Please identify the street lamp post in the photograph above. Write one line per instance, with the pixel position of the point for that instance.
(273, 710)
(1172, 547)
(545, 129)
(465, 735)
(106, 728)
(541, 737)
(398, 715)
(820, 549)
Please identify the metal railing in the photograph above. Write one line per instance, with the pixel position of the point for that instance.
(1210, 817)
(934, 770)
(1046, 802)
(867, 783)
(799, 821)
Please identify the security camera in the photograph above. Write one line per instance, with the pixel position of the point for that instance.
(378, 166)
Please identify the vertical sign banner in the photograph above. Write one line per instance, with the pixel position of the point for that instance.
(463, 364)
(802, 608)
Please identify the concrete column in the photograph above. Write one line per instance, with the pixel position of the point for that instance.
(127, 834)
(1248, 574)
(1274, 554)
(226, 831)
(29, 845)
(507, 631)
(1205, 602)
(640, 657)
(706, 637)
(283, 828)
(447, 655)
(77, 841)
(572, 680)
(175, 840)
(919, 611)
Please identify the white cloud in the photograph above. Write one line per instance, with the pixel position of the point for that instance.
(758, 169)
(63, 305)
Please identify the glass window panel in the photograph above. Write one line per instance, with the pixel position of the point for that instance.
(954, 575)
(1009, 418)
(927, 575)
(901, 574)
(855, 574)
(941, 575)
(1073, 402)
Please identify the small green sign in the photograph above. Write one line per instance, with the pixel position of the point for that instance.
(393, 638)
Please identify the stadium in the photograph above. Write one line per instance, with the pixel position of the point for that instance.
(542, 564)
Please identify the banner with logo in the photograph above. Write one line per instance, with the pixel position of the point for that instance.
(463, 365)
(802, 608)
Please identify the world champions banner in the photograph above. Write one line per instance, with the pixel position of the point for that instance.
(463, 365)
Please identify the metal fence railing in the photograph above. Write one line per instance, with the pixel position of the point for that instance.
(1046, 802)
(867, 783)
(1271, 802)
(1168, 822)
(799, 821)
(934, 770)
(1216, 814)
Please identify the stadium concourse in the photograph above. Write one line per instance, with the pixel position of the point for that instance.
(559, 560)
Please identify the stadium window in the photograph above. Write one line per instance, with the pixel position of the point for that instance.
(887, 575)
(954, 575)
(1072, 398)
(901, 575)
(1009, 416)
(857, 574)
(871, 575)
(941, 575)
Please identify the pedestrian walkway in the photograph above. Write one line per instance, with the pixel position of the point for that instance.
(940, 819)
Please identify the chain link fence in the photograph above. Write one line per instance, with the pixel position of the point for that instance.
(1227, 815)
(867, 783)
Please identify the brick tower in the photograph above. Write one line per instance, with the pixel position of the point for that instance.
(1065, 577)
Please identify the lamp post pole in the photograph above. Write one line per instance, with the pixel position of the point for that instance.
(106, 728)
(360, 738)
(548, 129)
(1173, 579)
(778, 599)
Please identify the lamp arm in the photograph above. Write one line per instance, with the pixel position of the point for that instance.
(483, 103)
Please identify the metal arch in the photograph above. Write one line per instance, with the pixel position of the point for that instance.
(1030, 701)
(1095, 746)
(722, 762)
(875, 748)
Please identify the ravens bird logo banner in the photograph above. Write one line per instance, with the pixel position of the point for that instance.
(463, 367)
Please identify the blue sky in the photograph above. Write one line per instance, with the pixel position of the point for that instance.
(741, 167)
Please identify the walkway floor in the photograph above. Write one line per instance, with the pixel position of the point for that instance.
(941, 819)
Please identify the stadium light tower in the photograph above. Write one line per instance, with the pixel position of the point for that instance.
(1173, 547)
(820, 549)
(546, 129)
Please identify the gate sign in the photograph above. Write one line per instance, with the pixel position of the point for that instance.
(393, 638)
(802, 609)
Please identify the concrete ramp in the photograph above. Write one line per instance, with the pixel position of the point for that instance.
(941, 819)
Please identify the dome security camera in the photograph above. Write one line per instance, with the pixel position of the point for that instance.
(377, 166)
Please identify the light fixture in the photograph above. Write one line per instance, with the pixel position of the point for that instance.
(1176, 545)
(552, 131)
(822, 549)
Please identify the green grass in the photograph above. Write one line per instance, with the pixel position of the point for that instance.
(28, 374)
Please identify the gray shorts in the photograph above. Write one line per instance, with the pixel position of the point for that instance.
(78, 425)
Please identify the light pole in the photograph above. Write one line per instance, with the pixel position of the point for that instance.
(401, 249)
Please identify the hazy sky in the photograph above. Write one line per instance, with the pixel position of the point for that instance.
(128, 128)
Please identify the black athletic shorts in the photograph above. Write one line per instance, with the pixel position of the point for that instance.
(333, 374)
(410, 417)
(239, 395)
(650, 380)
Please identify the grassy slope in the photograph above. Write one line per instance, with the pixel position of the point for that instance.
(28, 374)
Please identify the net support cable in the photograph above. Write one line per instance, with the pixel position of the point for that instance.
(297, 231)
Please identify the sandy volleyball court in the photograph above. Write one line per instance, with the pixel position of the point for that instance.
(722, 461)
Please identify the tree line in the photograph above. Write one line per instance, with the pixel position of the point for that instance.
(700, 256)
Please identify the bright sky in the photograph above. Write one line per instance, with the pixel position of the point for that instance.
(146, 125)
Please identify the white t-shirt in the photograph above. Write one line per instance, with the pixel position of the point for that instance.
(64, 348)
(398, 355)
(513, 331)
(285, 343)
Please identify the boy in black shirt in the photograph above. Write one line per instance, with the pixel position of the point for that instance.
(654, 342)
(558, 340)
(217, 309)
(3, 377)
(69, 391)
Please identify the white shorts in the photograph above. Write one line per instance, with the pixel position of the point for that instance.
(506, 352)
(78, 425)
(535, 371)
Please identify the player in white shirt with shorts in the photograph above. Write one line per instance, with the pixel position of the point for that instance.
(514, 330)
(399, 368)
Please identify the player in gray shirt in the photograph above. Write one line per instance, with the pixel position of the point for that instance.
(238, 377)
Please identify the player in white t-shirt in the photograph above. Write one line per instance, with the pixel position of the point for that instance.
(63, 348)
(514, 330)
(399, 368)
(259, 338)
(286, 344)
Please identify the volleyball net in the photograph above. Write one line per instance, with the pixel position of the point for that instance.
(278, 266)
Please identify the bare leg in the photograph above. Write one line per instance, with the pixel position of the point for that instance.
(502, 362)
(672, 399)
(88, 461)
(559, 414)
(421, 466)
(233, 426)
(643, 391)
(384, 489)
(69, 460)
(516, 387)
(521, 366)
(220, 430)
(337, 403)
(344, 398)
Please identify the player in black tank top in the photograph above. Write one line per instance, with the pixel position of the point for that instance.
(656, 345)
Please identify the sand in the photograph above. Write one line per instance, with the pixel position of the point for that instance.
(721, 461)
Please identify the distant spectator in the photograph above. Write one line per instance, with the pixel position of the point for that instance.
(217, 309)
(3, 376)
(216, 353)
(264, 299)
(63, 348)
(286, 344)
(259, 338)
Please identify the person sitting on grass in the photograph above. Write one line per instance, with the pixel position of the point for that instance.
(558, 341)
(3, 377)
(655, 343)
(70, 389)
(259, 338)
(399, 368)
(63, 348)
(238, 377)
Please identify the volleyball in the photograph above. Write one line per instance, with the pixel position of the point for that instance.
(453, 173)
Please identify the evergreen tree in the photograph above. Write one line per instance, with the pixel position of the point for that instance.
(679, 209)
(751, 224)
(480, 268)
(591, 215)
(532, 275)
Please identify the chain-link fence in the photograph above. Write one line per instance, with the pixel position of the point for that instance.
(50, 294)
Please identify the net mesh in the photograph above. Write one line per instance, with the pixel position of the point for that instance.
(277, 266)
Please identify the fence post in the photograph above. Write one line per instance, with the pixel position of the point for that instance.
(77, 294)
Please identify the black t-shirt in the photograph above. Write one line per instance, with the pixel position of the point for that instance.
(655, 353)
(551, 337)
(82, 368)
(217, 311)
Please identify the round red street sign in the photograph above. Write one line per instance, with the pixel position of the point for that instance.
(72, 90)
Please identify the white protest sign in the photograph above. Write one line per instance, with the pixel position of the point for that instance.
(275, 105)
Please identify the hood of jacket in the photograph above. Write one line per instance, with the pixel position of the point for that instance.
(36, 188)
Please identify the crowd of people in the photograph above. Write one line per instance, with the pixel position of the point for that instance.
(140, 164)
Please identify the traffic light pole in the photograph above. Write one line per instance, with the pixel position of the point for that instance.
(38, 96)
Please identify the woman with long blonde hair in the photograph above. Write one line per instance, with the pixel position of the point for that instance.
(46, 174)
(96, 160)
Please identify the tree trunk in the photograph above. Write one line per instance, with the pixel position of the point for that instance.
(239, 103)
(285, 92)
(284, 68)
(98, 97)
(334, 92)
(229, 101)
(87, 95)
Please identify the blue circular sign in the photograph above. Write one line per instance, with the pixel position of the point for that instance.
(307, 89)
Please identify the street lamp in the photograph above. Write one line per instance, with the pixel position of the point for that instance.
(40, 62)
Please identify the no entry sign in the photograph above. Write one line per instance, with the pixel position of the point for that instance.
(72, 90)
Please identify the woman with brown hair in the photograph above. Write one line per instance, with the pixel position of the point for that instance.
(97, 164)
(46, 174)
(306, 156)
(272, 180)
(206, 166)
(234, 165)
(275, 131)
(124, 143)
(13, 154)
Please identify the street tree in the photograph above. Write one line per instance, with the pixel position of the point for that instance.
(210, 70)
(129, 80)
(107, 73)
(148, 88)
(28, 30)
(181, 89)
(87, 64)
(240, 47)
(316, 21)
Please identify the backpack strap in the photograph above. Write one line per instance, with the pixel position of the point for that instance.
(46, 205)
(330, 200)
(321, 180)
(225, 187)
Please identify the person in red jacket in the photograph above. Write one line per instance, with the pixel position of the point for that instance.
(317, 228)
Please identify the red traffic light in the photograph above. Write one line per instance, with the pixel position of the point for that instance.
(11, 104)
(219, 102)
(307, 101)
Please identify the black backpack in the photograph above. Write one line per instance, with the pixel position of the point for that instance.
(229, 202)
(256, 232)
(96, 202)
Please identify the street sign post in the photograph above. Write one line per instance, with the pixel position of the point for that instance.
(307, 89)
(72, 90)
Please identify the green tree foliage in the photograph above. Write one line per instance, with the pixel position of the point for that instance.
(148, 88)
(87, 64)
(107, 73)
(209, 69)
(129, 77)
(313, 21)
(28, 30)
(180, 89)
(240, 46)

|---|

* What to produce *
Please copy word for word the material from the line with "Please identify the green tree" through the last line of the material, including both.

* Problem solution *
Please identify the green tree foliage in the photograph above. Write one line per instance, with the pixel position of the point for that instance.
(148, 88)
(87, 64)
(107, 73)
(209, 69)
(129, 77)
(313, 21)
(28, 30)
(180, 89)
(240, 46)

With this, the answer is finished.